#### SHORT EXERCISE:
Find every line in the material below that contains the word "clove", and copy each of those lines in full.

#### MATERIALS PROVIDED:
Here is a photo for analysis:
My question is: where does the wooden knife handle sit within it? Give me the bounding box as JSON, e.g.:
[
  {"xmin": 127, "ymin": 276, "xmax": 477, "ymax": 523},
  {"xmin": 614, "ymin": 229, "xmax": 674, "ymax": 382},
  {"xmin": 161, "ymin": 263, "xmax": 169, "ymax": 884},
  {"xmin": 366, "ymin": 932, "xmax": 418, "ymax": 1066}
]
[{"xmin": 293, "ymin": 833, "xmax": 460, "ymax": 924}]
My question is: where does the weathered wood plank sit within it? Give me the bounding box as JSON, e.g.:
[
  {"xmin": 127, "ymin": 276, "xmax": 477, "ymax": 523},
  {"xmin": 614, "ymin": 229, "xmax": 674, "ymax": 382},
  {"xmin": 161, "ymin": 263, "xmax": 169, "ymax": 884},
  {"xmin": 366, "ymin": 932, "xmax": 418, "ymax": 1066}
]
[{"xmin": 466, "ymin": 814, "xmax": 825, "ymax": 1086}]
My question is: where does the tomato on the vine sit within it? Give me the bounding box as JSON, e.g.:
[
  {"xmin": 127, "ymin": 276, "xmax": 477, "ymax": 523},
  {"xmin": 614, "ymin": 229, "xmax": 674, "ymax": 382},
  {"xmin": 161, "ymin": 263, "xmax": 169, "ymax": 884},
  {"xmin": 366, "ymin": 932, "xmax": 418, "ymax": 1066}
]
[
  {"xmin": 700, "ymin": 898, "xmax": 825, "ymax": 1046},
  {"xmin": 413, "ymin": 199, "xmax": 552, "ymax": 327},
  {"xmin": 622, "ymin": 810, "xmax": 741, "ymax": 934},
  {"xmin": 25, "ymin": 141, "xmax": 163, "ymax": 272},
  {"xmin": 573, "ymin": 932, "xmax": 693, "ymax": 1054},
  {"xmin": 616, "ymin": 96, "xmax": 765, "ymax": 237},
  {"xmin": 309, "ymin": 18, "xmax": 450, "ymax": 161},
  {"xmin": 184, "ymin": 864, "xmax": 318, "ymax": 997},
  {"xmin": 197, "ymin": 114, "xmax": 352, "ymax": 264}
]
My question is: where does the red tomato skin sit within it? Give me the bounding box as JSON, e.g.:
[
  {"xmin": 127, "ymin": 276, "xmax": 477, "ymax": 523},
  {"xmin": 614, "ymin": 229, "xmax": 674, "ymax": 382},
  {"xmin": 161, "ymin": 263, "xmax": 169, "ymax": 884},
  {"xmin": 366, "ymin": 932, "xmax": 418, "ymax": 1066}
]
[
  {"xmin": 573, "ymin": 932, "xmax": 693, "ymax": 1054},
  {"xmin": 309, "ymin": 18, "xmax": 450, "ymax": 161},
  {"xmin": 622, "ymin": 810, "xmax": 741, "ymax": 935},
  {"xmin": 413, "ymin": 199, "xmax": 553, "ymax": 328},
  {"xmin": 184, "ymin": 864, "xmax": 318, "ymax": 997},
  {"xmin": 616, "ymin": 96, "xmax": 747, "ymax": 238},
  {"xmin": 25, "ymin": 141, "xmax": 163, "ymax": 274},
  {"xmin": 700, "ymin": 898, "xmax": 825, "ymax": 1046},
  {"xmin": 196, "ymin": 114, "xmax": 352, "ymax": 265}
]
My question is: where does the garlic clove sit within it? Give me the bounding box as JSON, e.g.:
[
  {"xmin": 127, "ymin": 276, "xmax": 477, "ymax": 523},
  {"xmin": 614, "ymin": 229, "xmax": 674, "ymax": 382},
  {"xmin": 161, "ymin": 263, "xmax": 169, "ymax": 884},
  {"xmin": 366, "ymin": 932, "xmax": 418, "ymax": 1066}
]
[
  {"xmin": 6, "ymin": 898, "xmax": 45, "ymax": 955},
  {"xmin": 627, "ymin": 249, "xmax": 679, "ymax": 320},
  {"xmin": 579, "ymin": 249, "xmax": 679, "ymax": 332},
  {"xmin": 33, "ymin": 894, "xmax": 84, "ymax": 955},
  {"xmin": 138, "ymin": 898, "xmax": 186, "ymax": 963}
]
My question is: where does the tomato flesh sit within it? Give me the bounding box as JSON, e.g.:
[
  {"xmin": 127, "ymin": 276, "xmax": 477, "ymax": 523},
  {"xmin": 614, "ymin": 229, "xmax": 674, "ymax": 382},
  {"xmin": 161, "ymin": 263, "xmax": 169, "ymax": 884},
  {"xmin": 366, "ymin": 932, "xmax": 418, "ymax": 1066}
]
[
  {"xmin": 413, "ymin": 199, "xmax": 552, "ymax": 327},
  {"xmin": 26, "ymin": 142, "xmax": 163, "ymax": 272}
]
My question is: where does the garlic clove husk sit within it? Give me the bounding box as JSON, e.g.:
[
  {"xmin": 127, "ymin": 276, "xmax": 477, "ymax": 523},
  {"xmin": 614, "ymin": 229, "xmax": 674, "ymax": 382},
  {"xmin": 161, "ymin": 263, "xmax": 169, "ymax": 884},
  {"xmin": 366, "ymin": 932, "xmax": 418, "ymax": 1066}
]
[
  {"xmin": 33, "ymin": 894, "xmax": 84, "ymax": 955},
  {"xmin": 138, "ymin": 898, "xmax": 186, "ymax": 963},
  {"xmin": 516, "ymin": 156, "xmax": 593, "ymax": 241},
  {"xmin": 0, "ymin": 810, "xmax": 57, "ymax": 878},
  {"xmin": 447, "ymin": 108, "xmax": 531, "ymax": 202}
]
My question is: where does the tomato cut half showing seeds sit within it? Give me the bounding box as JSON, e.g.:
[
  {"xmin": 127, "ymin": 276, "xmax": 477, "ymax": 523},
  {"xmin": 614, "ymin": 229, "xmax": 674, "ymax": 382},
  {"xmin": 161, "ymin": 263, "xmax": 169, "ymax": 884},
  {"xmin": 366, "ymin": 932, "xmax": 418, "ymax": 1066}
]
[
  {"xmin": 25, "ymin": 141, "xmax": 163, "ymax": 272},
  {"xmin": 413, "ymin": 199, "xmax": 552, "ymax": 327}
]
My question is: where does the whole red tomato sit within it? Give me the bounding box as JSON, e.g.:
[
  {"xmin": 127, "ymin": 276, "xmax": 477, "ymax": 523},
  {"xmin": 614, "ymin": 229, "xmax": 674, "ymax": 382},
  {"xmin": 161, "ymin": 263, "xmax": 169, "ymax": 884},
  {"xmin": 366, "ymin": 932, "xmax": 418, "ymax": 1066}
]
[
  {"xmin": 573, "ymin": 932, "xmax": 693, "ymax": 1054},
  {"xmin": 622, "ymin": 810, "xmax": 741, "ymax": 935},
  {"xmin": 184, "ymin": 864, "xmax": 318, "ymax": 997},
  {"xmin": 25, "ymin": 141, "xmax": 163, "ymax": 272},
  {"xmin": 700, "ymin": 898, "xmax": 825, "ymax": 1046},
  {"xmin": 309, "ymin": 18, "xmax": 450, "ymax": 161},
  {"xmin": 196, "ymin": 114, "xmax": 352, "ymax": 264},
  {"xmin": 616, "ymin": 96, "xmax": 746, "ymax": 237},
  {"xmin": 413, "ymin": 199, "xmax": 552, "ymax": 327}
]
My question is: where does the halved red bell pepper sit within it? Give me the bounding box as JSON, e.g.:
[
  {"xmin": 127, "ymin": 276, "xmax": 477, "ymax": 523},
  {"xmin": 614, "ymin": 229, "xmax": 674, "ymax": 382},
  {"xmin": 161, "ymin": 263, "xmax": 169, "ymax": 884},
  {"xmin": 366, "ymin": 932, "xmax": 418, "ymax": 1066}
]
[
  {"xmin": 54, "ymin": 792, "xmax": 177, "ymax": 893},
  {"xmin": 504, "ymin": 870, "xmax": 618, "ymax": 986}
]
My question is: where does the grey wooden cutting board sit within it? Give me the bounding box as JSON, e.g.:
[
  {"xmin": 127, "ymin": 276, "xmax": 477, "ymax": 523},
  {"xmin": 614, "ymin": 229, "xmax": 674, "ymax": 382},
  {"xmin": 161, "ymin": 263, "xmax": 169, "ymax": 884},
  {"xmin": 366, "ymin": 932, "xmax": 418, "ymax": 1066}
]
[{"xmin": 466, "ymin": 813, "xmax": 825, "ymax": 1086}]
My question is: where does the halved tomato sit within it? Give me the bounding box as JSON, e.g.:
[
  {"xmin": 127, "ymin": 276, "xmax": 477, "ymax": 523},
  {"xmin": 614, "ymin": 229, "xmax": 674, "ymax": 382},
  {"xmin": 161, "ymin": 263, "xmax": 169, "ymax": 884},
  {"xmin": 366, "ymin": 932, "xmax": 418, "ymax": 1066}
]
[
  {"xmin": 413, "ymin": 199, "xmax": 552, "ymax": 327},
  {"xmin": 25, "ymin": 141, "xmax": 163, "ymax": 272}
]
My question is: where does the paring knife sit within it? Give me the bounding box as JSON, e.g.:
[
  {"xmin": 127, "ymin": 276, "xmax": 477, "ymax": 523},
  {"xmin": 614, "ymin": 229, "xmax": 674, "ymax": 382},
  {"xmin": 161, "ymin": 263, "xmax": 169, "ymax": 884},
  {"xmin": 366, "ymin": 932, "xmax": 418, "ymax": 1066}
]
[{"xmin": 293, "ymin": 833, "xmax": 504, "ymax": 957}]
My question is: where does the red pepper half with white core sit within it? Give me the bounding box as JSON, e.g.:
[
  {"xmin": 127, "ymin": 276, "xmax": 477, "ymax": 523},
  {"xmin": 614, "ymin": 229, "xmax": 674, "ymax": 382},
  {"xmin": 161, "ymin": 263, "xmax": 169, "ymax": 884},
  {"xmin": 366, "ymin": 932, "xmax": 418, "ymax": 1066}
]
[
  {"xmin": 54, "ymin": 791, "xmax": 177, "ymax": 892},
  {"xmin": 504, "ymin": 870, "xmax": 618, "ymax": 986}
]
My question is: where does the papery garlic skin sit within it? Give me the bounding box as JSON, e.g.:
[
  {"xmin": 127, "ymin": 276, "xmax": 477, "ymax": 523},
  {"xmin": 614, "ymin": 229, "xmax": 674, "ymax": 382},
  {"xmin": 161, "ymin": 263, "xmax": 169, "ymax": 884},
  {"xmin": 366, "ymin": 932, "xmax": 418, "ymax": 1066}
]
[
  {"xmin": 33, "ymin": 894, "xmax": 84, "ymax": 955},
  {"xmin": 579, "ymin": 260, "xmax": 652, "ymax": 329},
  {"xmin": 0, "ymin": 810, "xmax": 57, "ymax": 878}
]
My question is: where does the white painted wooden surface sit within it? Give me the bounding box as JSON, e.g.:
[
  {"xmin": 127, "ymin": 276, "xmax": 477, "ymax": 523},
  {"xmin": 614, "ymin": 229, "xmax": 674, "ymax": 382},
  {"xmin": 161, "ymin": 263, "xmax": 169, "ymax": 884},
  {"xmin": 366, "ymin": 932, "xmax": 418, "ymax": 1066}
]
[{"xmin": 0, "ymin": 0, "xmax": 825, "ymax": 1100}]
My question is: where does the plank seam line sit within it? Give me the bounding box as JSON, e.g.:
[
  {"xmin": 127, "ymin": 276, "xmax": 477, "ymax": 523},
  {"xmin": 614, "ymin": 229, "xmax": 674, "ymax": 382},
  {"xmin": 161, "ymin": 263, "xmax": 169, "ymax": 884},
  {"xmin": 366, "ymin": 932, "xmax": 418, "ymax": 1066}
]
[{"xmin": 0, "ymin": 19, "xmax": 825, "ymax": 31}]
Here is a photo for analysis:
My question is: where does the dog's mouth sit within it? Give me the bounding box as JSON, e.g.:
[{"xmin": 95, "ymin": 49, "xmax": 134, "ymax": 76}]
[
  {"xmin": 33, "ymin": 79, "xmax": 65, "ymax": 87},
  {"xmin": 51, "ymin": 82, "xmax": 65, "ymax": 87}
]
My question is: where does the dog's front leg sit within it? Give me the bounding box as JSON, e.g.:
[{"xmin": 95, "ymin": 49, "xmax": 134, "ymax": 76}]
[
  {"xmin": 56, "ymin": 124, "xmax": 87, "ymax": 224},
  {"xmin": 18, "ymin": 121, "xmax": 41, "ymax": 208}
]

#### WRITTEN SOLUTION:
My question is: where does the garlic clove sit within it? Give me the bounding box as JSON, e.g.:
My question is: where does the garlic clove husk sit within it? Give me the bounding box as JSON, e.g.:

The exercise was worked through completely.